(Image entries on named regions)

--------------------------------------------------

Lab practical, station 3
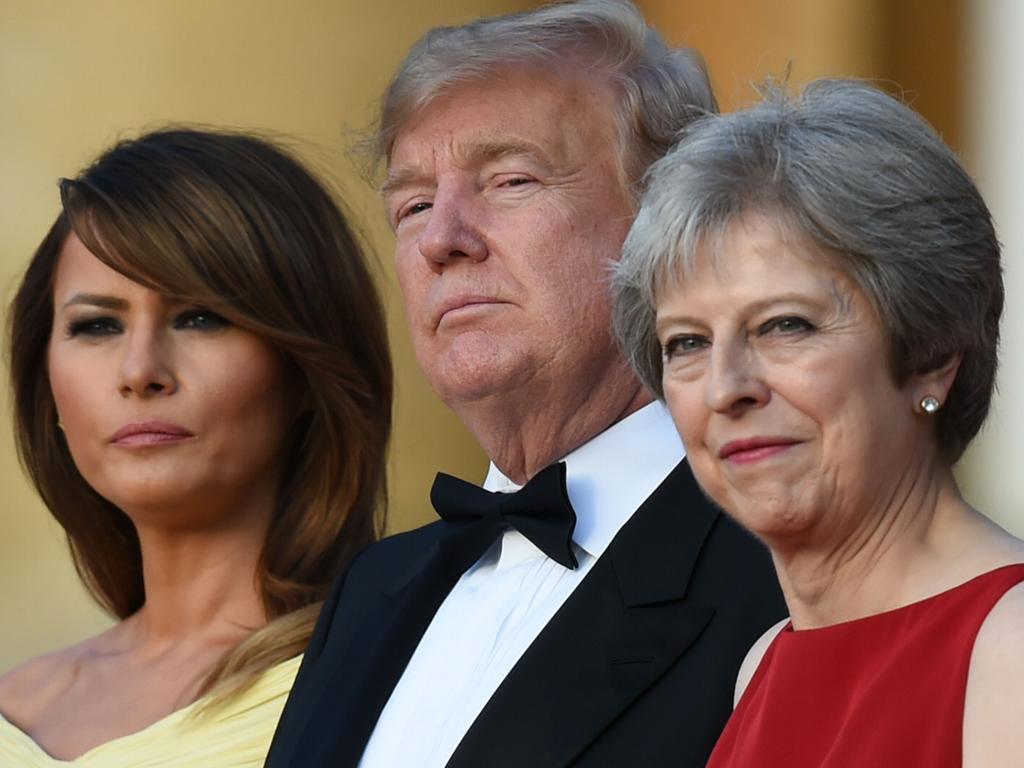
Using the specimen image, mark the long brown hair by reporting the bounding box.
[8,129,392,689]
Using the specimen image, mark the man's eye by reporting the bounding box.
[396,202,430,221]
[662,334,710,360]
[68,317,122,338]
[174,309,230,331]
[758,315,814,335]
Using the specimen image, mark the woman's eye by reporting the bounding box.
[68,317,122,338]
[174,309,230,331]
[758,315,814,335]
[662,334,709,360]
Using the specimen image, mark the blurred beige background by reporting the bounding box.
[0,0,1024,672]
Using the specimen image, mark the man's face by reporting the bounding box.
[385,71,634,408]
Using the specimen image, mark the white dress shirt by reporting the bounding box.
[359,402,683,768]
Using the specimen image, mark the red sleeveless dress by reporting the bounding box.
[708,564,1024,768]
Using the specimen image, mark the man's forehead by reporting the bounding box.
[383,132,564,194]
[385,72,615,183]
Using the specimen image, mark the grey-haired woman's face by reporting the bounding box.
[656,214,931,548]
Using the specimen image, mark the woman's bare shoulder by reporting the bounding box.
[732,617,790,708]
[964,583,1024,768]
[0,638,104,725]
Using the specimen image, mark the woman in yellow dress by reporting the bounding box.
[0,130,392,768]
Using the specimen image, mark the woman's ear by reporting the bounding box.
[909,352,963,414]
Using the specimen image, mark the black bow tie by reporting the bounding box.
[430,462,579,568]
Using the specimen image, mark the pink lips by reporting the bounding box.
[111,421,196,446]
[718,437,800,464]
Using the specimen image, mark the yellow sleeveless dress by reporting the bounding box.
[0,656,302,768]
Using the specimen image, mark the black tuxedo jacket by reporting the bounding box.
[266,461,785,768]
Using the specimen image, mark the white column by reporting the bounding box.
[958,0,1024,536]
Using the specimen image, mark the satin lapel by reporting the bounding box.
[447,462,719,768]
[290,537,459,767]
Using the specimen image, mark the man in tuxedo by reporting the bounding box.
[267,0,784,768]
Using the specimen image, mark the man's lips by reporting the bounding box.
[718,436,801,464]
[111,421,196,445]
[434,295,507,325]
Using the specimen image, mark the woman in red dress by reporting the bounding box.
[615,81,1024,768]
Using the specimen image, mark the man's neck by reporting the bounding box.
[456,381,652,484]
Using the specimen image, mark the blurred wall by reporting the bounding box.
[963,0,1024,536]
[0,0,529,671]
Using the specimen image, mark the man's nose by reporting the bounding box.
[705,343,771,416]
[119,328,178,397]
[419,189,487,272]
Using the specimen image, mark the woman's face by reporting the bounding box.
[48,233,296,526]
[656,214,944,548]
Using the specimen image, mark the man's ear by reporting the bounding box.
[909,352,964,412]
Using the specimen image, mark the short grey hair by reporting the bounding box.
[373,0,718,193]
[612,80,1004,462]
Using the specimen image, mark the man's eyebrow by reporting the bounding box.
[61,293,128,309]
[378,166,427,198]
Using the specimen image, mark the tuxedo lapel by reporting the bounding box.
[447,462,719,768]
[290,523,471,766]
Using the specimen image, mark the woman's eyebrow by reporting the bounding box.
[61,293,128,309]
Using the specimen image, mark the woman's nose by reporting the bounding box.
[705,344,770,416]
[120,328,177,397]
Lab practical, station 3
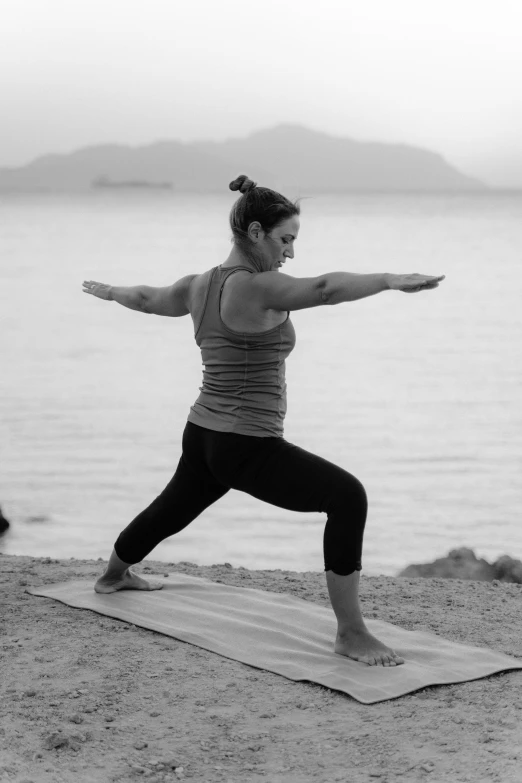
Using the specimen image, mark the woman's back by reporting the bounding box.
[188,264,287,334]
[188,265,296,438]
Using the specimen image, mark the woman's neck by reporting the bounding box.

--------------------------------------------------

◆ OBJECTIVE
Write out these lines again with "specimen image" changed to "photograph" everywhere and everything else unchanged. Leave out the pictures.

◆ RESPONSE
Lab practical, station 3
Using the photograph, mark the long brown hair by reporting the bounding box.
[8,129,392,689]
Using the photograph, mark the man's eye by reporting the bounding box.
[396,202,430,221]
[662,334,710,360]
[68,317,122,338]
[174,309,230,331]
[758,315,814,335]
Using the photograph, mark the woman's eye by reporting the bounding box.
[68,317,122,338]
[174,309,230,331]
[758,315,814,335]
[662,334,709,360]
Using the photograph, mark the blurred beige background by reporting the bounding box.
[0,0,1024,672]
Using the photograph, mark the man's face by reporting the bounding box.
[385,71,634,408]
Using the photograph, mark the white dress shirt by reporting the bounding box.
[359,402,683,768]
Using the photograph, mark the red sleeveless dress by reporting the bounding box.
[708,564,1024,768]
Using the photograph, mark the man's forehead by reporting the bounding box.
[383,132,564,194]
[385,72,615,183]
Using the photograph, mark the grey-haired woman's face by reporting the bounding box.
[656,214,931,548]
Using the photograph, mark the woman's bare shoulder by reporting the bounding box.
[732,617,790,708]
[964,583,1024,768]
[0,638,104,725]
Using the photograph, mark the woman in yellow dress by reporting the bounding box.
[0,130,392,768]
Using the photograph, mark the woman's ear by reporting the bounding box.
[909,352,963,414]
Using the photograph, mark the black bow tie by reporting the bounding box.
[430,462,579,568]
Using the photograph, mark the pink lips by reporting the bounding box.
[111,421,196,446]
[718,437,800,464]
Using the photograph, mark the yellow sleeveless dress by reporting the bounding box.
[0,656,302,768]
Using the photograph, mark the black tuxedo jacket by reporting the bounding box.
[266,461,785,768]
Using the photograph, mark the white column by reporting the bounding box.
[958,0,1024,536]
Using the photograph, mark the satin lapel by reporting the bounding box.
[447,462,719,768]
[290,537,459,767]
Using the photograph, mark the man in tuxedo by reporting the bounding box.
[267,0,784,768]
Using the photograph, mark the man's lips by reporting the bounding box.
[718,436,801,464]
[111,421,196,445]
[434,295,507,325]
Using the photograph, mark the woman in red dress by reporting the bounding box.
[615,81,1024,768]
Using the photograph, mark the man's neck by reporting the bounding box.
[456,381,652,484]
Using the photograph, mark the blurred wall by reporting the bounding box.
[963,0,1024,536]
[0,0,529,671]
Using the photograph, mark the man's nose by reporting the bounding box.
[705,343,771,416]
[119,328,178,397]
[419,189,487,272]
Using the photograph, mark the woman's face by reporting the bounding box.
[48,233,296,526]
[656,214,944,548]
Using the photograph, mark the man's ear by reporting the bounding box.
[909,352,964,412]
Using the photograph, mark the short grey hair by reporting the bounding box.
[373,0,718,193]
[612,80,1004,462]
Using the photograph, mark the man's eyebrow by reporting the bounding box.
[61,293,128,309]
[378,166,427,198]
Using the photograph, mark the tuxedo lapel by reporting the bounding box.
[447,462,719,768]
[290,523,471,766]
Using the photograph, mark the woman's eyebrow by reporting the bounding box.
[61,293,128,309]
Using the photograph, mark the woman's nose by reporting the bounding box.
[705,344,770,416]
[120,328,177,397]
Lab practical, station 3
Using the photograph, mark the woman's back by reporting the bounding box.
[188,264,287,334]
[188,265,296,438]
Using the photograph, mark the woman's neck by reporting the bounding box.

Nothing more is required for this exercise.